**Collected data**
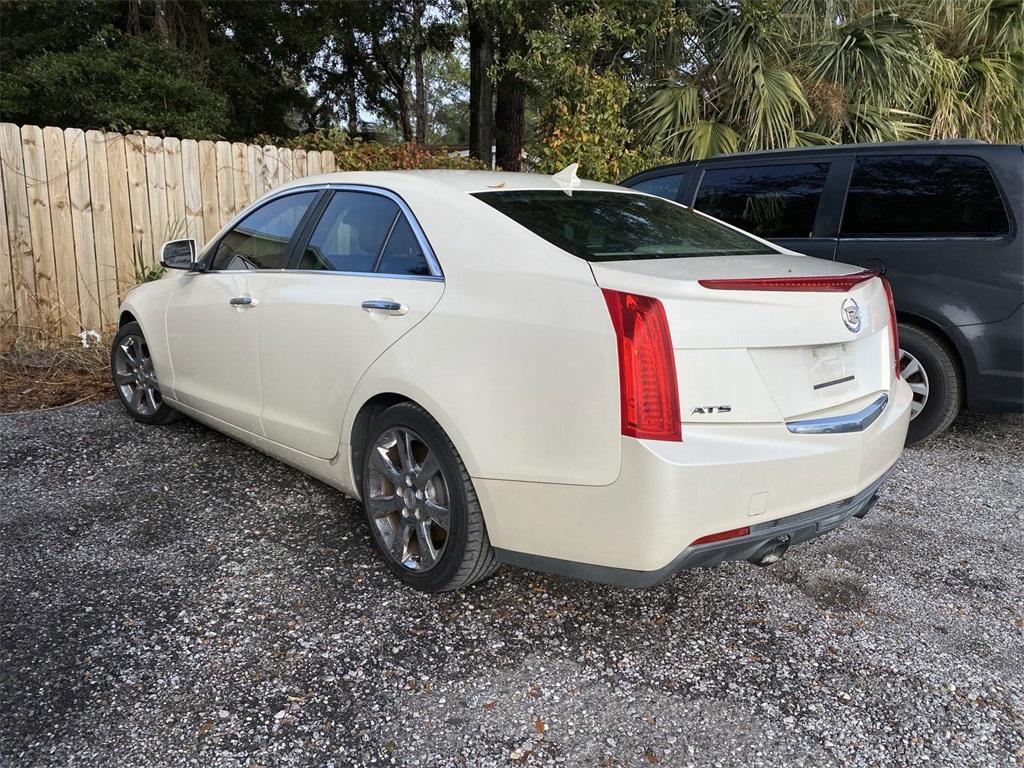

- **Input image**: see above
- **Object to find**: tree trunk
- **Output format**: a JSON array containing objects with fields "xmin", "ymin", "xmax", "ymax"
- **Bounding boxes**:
[
  {"xmin": 370, "ymin": 34, "xmax": 414, "ymax": 142},
  {"xmin": 346, "ymin": 76, "xmax": 359, "ymax": 136},
  {"xmin": 494, "ymin": 73, "xmax": 524, "ymax": 171},
  {"xmin": 395, "ymin": 84, "xmax": 414, "ymax": 142},
  {"xmin": 342, "ymin": 26, "xmax": 360, "ymax": 137},
  {"xmin": 127, "ymin": 0, "xmax": 141, "ymax": 35},
  {"xmin": 412, "ymin": 0, "xmax": 427, "ymax": 144},
  {"xmin": 468, "ymin": 1, "xmax": 493, "ymax": 165},
  {"xmin": 153, "ymin": 0, "xmax": 170, "ymax": 42}
]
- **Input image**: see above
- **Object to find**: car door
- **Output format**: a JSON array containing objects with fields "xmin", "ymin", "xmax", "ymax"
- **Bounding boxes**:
[
  {"xmin": 165, "ymin": 190, "xmax": 320, "ymax": 434},
  {"xmin": 258, "ymin": 187, "xmax": 445, "ymax": 459},
  {"xmin": 689, "ymin": 159, "xmax": 842, "ymax": 261}
]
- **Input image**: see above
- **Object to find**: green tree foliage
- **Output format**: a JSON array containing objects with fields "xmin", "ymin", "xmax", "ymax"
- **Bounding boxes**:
[
  {"xmin": 636, "ymin": 0, "xmax": 1024, "ymax": 161},
  {"xmin": 425, "ymin": 46, "xmax": 471, "ymax": 143},
  {"xmin": 308, "ymin": 0, "xmax": 463, "ymax": 142},
  {"xmin": 0, "ymin": 29, "xmax": 230, "ymax": 136},
  {"xmin": 3, "ymin": 0, "xmax": 1020, "ymax": 170},
  {"xmin": 499, "ymin": 1, "xmax": 684, "ymax": 181},
  {"xmin": 0, "ymin": 0, "xmax": 318, "ymax": 139}
]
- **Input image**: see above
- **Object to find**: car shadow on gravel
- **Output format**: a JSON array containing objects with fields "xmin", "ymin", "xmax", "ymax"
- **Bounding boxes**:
[{"xmin": 1, "ymin": 402, "xmax": 1021, "ymax": 768}]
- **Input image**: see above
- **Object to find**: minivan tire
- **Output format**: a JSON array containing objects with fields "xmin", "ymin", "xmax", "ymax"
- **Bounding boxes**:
[{"xmin": 899, "ymin": 323, "xmax": 962, "ymax": 446}]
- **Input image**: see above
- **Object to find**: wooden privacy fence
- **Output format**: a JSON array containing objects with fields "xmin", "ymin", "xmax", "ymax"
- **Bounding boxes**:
[{"xmin": 0, "ymin": 123, "xmax": 337, "ymax": 342}]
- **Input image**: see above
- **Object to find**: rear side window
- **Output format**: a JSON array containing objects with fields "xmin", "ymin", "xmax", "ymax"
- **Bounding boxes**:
[
  {"xmin": 299, "ymin": 191, "xmax": 433, "ymax": 276},
  {"xmin": 473, "ymin": 190, "xmax": 775, "ymax": 261},
  {"xmin": 630, "ymin": 173, "xmax": 687, "ymax": 201},
  {"xmin": 695, "ymin": 163, "xmax": 830, "ymax": 238},
  {"xmin": 376, "ymin": 217, "xmax": 431, "ymax": 276},
  {"xmin": 211, "ymin": 192, "xmax": 316, "ymax": 270},
  {"xmin": 841, "ymin": 155, "xmax": 1009, "ymax": 237}
]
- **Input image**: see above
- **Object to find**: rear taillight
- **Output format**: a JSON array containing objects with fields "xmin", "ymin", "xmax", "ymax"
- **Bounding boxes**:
[
  {"xmin": 698, "ymin": 270, "xmax": 876, "ymax": 292},
  {"xmin": 691, "ymin": 526, "xmax": 750, "ymax": 546},
  {"xmin": 602, "ymin": 289, "xmax": 682, "ymax": 442},
  {"xmin": 881, "ymin": 277, "xmax": 900, "ymax": 379}
]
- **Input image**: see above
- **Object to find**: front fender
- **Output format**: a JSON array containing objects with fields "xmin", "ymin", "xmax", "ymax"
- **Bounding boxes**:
[{"xmin": 118, "ymin": 279, "xmax": 177, "ymax": 397}]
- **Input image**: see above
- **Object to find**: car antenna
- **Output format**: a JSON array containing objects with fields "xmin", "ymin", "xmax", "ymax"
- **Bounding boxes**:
[{"xmin": 552, "ymin": 162, "xmax": 581, "ymax": 196}]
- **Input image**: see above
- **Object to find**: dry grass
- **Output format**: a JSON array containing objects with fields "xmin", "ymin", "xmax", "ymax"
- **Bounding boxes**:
[{"xmin": 0, "ymin": 339, "xmax": 113, "ymax": 412}]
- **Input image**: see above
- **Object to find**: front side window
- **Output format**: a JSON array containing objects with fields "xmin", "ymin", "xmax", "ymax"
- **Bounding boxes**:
[
  {"xmin": 473, "ymin": 190, "xmax": 776, "ymax": 262},
  {"xmin": 630, "ymin": 173, "xmax": 687, "ymax": 201},
  {"xmin": 211, "ymin": 192, "xmax": 316, "ymax": 270},
  {"xmin": 841, "ymin": 154, "xmax": 1010, "ymax": 238},
  {"xmin": 694, "ymin": 163, "xmax": 830, "ymax": 239}
]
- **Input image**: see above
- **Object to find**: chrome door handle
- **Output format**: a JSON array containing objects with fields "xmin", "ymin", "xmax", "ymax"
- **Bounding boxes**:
[
  {"xmin": 229, "ymin": 296, "xmax": 256, "ymax": 306},
  {"xmin": 361, "ymin": 300, "xmax": 408, "ymax": 316}
]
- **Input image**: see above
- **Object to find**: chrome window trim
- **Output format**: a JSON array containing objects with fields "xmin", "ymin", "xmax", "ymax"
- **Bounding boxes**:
[
  {"xmin": 202, "ymin": 268, "xmax": 444, "ymax": 283},
  {"xmin": 834, "ymin": 234, "xmax": 1011, "ymax": 243},
  {"xmin": 785, "ymin": 393, "xmax": 889, "ymax": 435},
  {"xmin": 199, "ymin": 182, "xmax": 444, "ymax": 281}
]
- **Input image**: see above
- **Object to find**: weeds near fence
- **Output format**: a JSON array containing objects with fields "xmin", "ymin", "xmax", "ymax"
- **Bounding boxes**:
[
  {"xmin": 133, "ymin": 246, "xmax": 165, "ymax": 285},
  {"xmin": 0, "ymin": 338, "xmax": 112, "ymax": 411}
]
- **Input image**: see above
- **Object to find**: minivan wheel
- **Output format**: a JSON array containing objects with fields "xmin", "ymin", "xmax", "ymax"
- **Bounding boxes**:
[
  {"xmin": 111, "ymin": 321, "xmax": 180, "ymax": 425},
  {"xmin": 898, "ymin": 324, "xmax": 962, "ymax": 446},
  {"xmin": 361, "ymin": 402, "xmax": 497, "ymax": 592}
]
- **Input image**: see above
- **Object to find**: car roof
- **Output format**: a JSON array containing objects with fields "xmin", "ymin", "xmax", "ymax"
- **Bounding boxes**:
[
  {"xmin": 623, "ymin": 139, "xmax": 1020, "ymax": 181},
  {"xmin": 275, "ymin": 169, "xmax": 628, "ymax": 198}
]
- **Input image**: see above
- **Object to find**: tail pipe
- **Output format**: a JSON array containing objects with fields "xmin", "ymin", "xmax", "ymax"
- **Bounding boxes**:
[{"xmin": 747, "ymin": 534, "xmax": 791, "ymax": 567}]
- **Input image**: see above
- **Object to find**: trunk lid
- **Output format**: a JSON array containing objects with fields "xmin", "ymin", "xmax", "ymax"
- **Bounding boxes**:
[{"xmin": 590, "ymin": 255, "xmax": 895, "ymax": 425}]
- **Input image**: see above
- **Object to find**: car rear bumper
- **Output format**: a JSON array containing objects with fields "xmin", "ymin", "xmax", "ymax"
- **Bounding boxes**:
[
  {"xmin": 494, "ymin": 469, "xmax": 888, "ymax": 587},
  {"xmin": 477, "ymin": 379, "xmax": 911, "ymax": 585}
]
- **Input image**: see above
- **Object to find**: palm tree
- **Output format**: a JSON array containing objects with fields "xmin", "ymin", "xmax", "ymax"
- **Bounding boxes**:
[{"xmin": 635, "ymin": 0, "xmax": 1024, "ymax": 161}]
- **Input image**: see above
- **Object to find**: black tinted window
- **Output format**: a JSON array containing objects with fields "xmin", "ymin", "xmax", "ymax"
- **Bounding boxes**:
[
  {"xmin": 300, "ymin": 192, "xmax": 399, "ymax": 272},
  {"xmin": 377, "ymin": 216, "xmax": 431, "ymax": 276},
  {"xmin": 842, "ymin": 155, "xmax": 1009, "ymax": 237},
  {"xmin": 474, "ymin": 190, "xmax": 775, "ymax": 261},
  {"xmin": 212, "ymin": 192, "xmax": 316, "ymax": 270},
  {"xmin": 695, "ymin": 163, "xmax": 829, "ymax": 238},
  {"xmin": 631, "ymin": 173, "xmax": 686, "ymax": 201}
]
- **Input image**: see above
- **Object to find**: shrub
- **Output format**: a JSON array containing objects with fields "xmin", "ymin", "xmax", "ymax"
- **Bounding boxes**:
[{"xmin": 253, "ymin": 130, "xmax": 487, "ymax": 171}]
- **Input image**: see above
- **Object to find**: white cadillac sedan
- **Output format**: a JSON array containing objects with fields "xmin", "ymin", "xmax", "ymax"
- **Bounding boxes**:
[{"xmin": 112, "ymin": 168, "xmax": 912, "ymax": 592}]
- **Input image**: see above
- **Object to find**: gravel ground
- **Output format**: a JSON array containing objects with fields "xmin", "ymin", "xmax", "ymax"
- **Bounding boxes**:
[{"xmin": 1, "ymin": 401, "xmax": 1022, "ymax": 767}]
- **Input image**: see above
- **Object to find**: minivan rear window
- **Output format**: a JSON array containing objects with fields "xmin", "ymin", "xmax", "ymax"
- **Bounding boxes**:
[
  {"xmin": 694, "ymin": 163, "xmax": 830, "ymax": 238},
  {"xmin": 630, "ymin": 173, "xmax": 687, "ymax": 201},
  {"xmin": 473, "ymin": 190, "xmax": 775, "ymax": 262},
  {"xmin": 841, "ymin": 155, "xmax": 1010, "ymax": 237}
]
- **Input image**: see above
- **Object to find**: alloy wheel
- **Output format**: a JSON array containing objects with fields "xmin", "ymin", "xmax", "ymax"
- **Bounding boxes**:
[
  {"xmin": 899, "ymin": 348, "xmax": 929, "ymax": 420},
  {"xmin": 366, "ymin": 427, "xmax": 451, "ymax": 571},
  {"xmin": 113, "ymin": 334, "xmax": 162, "ymax": 417}
]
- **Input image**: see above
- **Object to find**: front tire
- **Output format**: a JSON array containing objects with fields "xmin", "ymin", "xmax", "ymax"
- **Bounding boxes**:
[
  {"xmin": 360, "ymin": 402, "xmax": 497, "ymax": 592},
  {"xmin": 899, "ymin": 323, "xmax": 962, "ymax": 446},
  {"xmin": 111, "ymin": 321, "xmax": 180, "ymax": 425}
]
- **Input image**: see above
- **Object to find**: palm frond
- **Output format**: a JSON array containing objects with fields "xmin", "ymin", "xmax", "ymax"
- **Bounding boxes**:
[{"xmin": 743, "ymin": 66, "xmax": 814, "ymax": 150}]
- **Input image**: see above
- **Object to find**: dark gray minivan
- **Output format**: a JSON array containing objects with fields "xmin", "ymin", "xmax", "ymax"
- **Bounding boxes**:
[{"xmin": 623, "ymin": 141, "xmax": 1023, "ymax": 444}]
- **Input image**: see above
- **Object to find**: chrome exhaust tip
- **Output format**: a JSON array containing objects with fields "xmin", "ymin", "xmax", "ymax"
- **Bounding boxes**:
[{"xmin": 748, "ymin": 535, "xmax": 791, "ymax": 567}]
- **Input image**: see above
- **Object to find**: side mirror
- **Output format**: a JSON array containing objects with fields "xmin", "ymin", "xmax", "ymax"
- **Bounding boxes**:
[{"xmin": 160, "ymin": 239, "xmax": 197, "ymax": 270}]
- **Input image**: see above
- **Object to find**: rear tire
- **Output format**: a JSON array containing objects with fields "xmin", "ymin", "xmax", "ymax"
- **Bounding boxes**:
[
  {"xmin": 111, "ymin": 321, "xmax": 180, "ymax": 425},
  {"xmin": 899, "ymin": 323, "xmax": 962, "ymax": 446},
  {"xmin": 360, "ymin": 402, "xmax": 497, "ymax": 592}
]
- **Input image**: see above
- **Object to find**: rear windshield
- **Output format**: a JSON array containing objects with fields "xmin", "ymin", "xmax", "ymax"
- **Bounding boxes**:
[{"xmin": 473, "ymin": 190, "xmax": 776, "ymax": 262}]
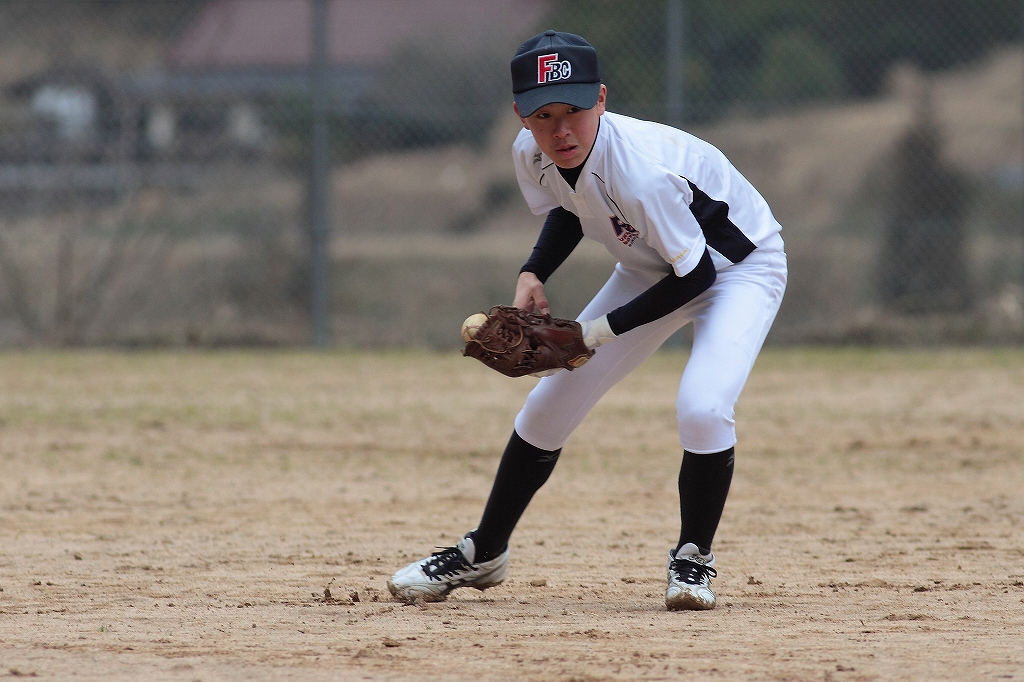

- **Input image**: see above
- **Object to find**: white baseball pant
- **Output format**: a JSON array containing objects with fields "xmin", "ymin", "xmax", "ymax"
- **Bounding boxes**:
[{"xmin": 514, "ymin": 249, "xmax": 787, "ymax": 453}]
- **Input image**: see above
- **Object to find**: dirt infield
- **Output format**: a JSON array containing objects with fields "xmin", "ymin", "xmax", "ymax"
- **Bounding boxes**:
[{"xmin": 0, "ymin": 349, "xmax": 1022, "ymax": 681}]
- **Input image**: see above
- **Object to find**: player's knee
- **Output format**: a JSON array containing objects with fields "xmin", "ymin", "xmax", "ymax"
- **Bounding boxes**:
[{"xmin": 676, "ymin": 400, "xmax": 734, "ymax": 447}]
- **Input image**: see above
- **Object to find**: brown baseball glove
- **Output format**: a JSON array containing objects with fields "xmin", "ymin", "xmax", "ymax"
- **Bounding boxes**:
[{"xmin": 462, "ymin": 305, "xmax": 594, "ymax": 378}]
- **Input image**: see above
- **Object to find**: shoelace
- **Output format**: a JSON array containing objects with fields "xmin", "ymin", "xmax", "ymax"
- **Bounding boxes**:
[
  {"xmin": 423, "ymin": 546, "xmax": 473, "ymax": 581},
  {"xmin": 670, "ymin": 557, "xmax": 718, "ymax": 586}
]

**WHAT IS REQUIRED**
Find and copy each line of the data where "front" is present.

**SOLUTION TO THIS EXERCISE**
- **Object to find**: front fender
- **Object to find**: front side window
- **Object to find**: front tire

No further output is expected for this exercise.